[Saved entries]
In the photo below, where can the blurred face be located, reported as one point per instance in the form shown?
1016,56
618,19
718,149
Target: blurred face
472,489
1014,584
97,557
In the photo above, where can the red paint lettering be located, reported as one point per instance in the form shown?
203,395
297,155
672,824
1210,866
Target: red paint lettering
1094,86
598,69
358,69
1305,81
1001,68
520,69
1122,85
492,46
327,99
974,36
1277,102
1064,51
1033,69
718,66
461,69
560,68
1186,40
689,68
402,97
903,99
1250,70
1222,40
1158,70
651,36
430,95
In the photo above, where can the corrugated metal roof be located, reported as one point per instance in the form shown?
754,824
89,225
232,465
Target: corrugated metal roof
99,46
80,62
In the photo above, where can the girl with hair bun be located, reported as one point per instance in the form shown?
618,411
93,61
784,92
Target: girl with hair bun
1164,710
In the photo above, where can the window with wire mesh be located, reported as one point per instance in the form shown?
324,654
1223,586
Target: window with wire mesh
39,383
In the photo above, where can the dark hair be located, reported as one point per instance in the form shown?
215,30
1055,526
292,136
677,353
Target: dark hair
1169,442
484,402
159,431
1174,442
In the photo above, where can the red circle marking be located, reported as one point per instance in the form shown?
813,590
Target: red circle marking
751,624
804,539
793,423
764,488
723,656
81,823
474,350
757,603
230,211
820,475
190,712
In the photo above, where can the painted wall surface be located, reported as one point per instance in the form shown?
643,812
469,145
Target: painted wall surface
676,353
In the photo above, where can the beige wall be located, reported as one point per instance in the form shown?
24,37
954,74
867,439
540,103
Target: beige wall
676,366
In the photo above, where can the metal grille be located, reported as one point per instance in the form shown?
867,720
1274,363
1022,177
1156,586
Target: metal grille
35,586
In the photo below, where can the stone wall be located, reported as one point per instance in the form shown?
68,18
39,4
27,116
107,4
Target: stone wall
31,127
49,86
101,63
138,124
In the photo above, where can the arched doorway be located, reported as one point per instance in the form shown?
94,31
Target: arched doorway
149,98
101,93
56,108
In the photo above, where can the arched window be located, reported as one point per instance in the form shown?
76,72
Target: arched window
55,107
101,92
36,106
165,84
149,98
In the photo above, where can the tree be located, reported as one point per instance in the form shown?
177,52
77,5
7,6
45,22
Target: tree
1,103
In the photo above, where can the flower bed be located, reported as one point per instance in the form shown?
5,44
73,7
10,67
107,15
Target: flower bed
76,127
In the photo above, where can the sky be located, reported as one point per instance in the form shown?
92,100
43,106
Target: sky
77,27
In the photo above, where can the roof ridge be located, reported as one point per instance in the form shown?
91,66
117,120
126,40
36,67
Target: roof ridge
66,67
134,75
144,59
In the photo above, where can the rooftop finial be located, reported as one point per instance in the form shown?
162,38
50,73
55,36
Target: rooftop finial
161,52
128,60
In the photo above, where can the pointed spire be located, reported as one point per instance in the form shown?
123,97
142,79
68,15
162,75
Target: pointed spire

*Written instruction:*
Write out all the data again, exactly as it appears.

*Answer to the problem:*
In the photo below, where can the blurred face be located, reported as one point per instance in the form shown?
1016,56
618,19
718,149
Target: blurred face
472,489
1014,584
97,557
In the photo above, where can the red paint lettering be located, reported as one point per instance in the form shown?
203,395
297,155
672,824
1210,866
Target: red paint lettering
1094,86
598,69
358,69
1305,81
1001,68
520,69
1122,85
492,46
327,99
974,36
1277,102
1064,51
1033,69
718,66
461,69
560,68
1186,40
689,68
402,97
903,99
1250,70
1222,40
1158,70
651,36
430,95
In the photo above, where can the corrugated metal roof be located, reported as one point per instance in the form shown?
754,824
89,225
232,465
Target: corrugated metal roof
99,46
80,62
In the photo above, where can the girl with hair bun be located, reported as one point per instance in the form shown?
618,411
93,61
784,92
Target: girl with hair bun
1164,710
In the photo above, where can the window with wire mesh be located, reported as one point per instance in the form shown?
324,654
1223,586
Target: window with wire mesh
39,383
In the photo above, where can the dark hair be located, reported as one point per instance in the form shown?
215,30
1055,526
292,136
677,353
Target: dark hair
1169,442
484,402
159,431
1174,442
In the photo above, where can the red circle marking be located, reported as one point per instance in the form shown?
813,590
Target: red circle marking
751,624
804,539
793,423
764,488
723,656
81,823
474,350
757,603
230,211
820,475
190,712
In the photo above, where can the painted wall surface be located, reported as one point per instance in the form shown?
643,812
469,145
Target: painted wall surface
676,353
In the photo above, where can the beige wall be located, reported as one point per instance in the form shown?
24,37
954,74
867,439
540,103
Target: beige wall
676,366
In the photo above, where can the metal grille be located, reported as one point per instance in the form shown?
867,720
1274,363
1022,177
1156,586
Target: metal grille
35,586
In the photo below, where can the stone wall be located, reported as one point per instance in the form shown?
68,18
39,4
27,116
107,4
Target: stone wall
31,127
49,86
101,63
138,124
In the photo above, where can the arched doorway be located, reported as one point per instance in the form shown?
94,31
Target: arched doorway
149,98
101,93
56,108
In the photo above, where can the arched window be located, reported as one point per instance in the form shown?
76,72
Target: arched window
55,107
101,92
36,106
165,84
149,98
In the photo above, where can the tree be located, reported as one point per instance in the form shown?
177,52
77,5
7,6
45,22
Target: tree
1,103
In the photo above, where can the flower bed be located, reported as one point per instance in the form shown?
5,44
73,7
10,67
107,15
Target: flower bed
76,127
In the photo above, where can the sky be located, reported as one point per instance in the form shown?
92,100
43,106
Target: sky
77,27
In the photo above, where can the roof ridge be located, reported as one point per instance in the form shown?
91,66
117,120
126,40
36,67
Target: roof ridge
66,67
134,75
144,59
In the photo above, where can the rooftop finial be located, reported as one point per instance in the form shown?
162,38
50,73
55,36
Target: rooftop finial
161,52
128,60
In the photo above, where can the pointed spire be located, reported as one point per instance in the form shown?
123,97
142,79
68,15
162,75
Target: pointed spire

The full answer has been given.